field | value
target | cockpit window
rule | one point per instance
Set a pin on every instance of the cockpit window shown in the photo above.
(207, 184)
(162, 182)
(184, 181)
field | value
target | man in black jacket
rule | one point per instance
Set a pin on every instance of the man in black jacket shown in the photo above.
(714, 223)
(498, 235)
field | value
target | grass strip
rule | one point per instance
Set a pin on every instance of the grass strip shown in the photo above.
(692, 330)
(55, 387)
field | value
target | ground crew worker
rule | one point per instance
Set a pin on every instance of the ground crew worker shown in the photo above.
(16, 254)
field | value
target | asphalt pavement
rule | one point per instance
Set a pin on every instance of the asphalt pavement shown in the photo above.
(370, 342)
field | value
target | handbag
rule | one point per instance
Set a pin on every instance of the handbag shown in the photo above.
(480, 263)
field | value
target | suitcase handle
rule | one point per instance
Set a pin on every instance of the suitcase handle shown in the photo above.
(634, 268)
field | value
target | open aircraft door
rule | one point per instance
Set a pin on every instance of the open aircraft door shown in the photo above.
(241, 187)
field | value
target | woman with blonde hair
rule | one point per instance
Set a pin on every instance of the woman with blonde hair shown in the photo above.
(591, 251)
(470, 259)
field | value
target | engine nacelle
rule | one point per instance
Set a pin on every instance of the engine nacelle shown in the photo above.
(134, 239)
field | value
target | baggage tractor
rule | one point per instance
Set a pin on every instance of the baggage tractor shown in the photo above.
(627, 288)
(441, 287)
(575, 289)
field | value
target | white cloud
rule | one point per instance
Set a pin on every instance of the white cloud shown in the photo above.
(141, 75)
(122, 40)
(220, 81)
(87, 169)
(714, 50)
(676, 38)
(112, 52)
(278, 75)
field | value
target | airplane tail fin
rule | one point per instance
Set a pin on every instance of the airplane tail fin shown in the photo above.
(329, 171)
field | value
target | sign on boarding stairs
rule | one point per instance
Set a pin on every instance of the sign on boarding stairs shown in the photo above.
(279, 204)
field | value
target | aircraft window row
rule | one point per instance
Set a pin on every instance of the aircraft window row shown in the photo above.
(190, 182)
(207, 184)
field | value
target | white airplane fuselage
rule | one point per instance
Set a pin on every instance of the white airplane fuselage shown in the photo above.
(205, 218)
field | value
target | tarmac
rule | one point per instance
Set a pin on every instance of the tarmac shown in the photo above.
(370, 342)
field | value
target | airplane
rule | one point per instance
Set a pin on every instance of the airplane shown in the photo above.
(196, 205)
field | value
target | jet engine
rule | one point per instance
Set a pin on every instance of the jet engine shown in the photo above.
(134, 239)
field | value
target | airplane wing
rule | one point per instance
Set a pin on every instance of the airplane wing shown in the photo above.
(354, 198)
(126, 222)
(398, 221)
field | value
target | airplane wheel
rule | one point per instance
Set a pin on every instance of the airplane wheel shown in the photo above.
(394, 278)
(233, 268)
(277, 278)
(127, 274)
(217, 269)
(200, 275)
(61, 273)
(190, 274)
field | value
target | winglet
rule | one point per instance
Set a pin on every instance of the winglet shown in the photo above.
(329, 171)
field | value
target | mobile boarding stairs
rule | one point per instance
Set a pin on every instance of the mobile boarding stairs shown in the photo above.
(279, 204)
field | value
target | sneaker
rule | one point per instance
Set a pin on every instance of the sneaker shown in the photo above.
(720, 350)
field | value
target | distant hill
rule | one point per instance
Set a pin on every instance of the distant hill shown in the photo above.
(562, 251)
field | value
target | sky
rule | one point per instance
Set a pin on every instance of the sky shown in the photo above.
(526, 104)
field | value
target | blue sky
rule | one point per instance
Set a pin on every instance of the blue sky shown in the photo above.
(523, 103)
# # # # # # #
Exercise prompt: Reproduce the lines above, beginning at the line with "target | suitcase handle" and stopping after the line with "target | woman with blonde hair", exactly as they are.

Written solution:
target | suitcase handle
rule | one point per instance
Set a pin on every instance of the suitcase handle shown in the photo above.
(634, 268)
field | value
target | open aircraft door
rule | one point per instance
Set a pin on every instance of the open aircraft door shown in the photo above.
(241, 187)
field | value
target | woman with blonde hair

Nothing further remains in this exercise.